PROBLEM STATEMENT: Rewrite the listing below as a JSON list of strings, one string per line, leaving out any blank lines.

ENTRIES SUPPLIED:
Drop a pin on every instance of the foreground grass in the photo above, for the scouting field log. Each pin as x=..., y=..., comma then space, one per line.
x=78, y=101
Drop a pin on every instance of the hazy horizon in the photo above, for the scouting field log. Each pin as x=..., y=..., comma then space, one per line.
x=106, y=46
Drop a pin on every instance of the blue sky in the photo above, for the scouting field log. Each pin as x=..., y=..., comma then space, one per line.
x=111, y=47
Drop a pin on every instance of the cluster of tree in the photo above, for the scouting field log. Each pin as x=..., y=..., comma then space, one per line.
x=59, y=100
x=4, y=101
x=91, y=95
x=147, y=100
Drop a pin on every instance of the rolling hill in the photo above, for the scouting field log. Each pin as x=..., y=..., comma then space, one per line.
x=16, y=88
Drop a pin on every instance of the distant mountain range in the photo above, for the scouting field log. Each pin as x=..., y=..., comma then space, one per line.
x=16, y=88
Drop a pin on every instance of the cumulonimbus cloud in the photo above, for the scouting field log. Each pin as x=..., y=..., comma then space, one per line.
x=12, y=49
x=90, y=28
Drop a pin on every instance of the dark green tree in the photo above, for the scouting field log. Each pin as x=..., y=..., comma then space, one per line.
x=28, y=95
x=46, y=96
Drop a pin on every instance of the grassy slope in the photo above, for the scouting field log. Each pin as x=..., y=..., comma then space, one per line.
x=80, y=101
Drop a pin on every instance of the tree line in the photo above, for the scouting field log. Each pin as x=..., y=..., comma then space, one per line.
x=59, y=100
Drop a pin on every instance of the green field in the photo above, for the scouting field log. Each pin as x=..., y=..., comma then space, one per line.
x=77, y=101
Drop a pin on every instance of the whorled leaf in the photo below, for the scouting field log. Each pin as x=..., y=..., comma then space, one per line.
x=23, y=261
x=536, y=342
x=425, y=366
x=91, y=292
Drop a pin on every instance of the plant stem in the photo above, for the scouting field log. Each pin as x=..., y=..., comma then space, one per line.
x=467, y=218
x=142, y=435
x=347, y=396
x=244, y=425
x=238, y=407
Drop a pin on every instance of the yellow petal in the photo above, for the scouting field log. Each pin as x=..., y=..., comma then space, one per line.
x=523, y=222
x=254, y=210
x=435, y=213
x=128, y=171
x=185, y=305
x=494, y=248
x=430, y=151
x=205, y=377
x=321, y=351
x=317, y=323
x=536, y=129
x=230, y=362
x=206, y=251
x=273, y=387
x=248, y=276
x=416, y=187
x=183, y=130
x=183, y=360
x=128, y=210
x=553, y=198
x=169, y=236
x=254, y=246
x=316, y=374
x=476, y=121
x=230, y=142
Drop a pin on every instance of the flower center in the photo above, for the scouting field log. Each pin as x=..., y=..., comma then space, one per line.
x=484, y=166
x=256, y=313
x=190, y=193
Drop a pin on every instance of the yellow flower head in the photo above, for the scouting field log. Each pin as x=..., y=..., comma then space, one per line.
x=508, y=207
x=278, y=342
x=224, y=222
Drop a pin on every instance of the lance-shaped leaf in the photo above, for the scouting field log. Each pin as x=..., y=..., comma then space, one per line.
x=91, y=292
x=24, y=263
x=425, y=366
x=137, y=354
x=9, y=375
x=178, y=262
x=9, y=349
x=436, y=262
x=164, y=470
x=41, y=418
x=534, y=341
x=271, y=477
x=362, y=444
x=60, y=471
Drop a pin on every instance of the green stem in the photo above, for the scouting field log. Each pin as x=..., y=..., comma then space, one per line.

TASK OUTPUT:
[
  "Drop a pin on every instance of the foreground grass in the photo above, for the scouting field log. Each pin as x=..., y=..., comma then space, one per line.",
  "x=78, y=101",
  "Drop a pin on every instance of the hazy horizon in the photo above, for the scouting field log. Each pin as x=..., y=..., comma then space, one per line.",
  "x=106, y=46",
  "Drop a pin on every instance of the blue sky in the photo above, for the scouting field log. Each pin as x=..., y=..., comma then space, one per line.",
  "x=111, y=47",
  "Drop a pin on every instance of the cluster of tree in the photo above, for the scouting field log. Each pin as x=..., y=..., comma then space, one per line.",
  "x=59, y=100",
  "x=4, y=101",
  "x=91, y=95",
  "x=147, y=100",
  "Drop a pin on every instance of the rolling hill in the photo above, for the scouting field log. Each pin as x=..., y=..., comma then space, one per line.",
  "x=16, y=88",
  "Drop a pin on every instance of the distant mountain range in the photo above, for the scouting field log. Each pin as x=..., y=..., comma then space, one per line.",
  "x=16, y=88",
  "Drop a pin on every instance of the cumulonimbus cloud in the photo above, for the scouting field log. Each pin as x=..., y=..., comma then space, one per line.",
  "x=12, y=49",
  "x=90, y=28",
  "Drop a pin on every instance of the dark green tree in the photo above, for the scouting field log. Each pin as x=..., y=..., comma then space, one per line.",
  "x=28, y=95",
  "x=46, y=96",
  "Drop a pin on every instance of the grassy slope in the photo above, for the scouting field log. Each pin as x=..., y=..., comma then space, one per line.",
  "x=80, y=101",
  "Drop a pin on every instance of the tree line in the photo above, for the scouting field log. Each pin as x=..., y=..., comma then space, one per line.",
  "x=59, y=100",
  "Drop a pin on every instance of the green field in the photo above, for the scouting field log. Each pin as x=..., y=..., comma then space, one per line.",
  "x=77, y=101",
  "Drop a pin on every instance of the whorled leaf in the photo below, for the scouting field log. Each pin as x=..., y=..., comma then space, one per line.",
  "x=23, y=261",
  "x=536, y=342",
  "x=425, y=366",
  "x=91, y=292",
  "Drop a pin on every instance of the plant stem in the photo above, for the scouting field log. Each pin as x=..., y=..., comma then space, one per line.",
  "x=467, y=218",
  "x=142, y=435",
  "x=347, y=396",
  "x=244, y=425",
  "x=238, y=407",
  "Drop a pin on every instance of the yellow petal in the photo above, for the scouting field log. Each pin as x=..., y=..., comma then space, one per line.",
  "x=523, y=222",
  "x=254, y=210",
  "x=435, y=213",
  "x=128, y=171",
  "x=185, y=305",
  "x=494, y=248",
  "x=430, y=151",
  "x=205, y=377",
  "x=321, y=351",
  "x=317, y=323",
  "x=536, y=129",
  "x=230, y=362",
  "x=206, y=251",
  "x=273, y=387",
  "x=248, y=276",
  "x=416, y=187",
  "x=183, y=130",
  "x=183, y=360",
  "x=128, y=210",
  "x=553, y=198",
  "x=169, y=236",
  "x=254, y=246",
  "x=316, y=374",
  "x=476, y=121",
  "x=230, y=142",
  "Drop a pin on every instance of the flower center in the photo above, for the scouting field log. Each pin as x=..., y=..., comma then space, one per line.",
  "x=484, y=166",
  "x=256, y=313",
  "x=190, y=193",
  "Drop a pin on every instance of the yellow flower head in the photo above, for the scouting field log. Each pin as x=..., y=..., comma then space, one per line.",
  "x=508, y=207",
  "x=278, y=342",
  "x=224, y=222",
  "Drop a pin on every instance of the lance-shaped leaf in the photo above, for the scouting field log. Each pin as x=..., y=..., comma then space, one per line.",
  "x=91, y=292",
  "x=24, y=263",
  "x=425, y=366",
  "x=137, y=354",
  "x=9, y=375",
  "x=178, y=262",
  "x=9, y=349",
  "x=436, y=262",
  "x=164, y=470",
  "x=41, y=418",
  "x=534, y=341",
  "x=271, y=477",
  "x=362, y=444",
  "x=60, y=471",
  "Drop a pin on every instance of the green stem in the photo above, for the scouting field log. Each pin as x=..., y=..., comma then space, one per line."
]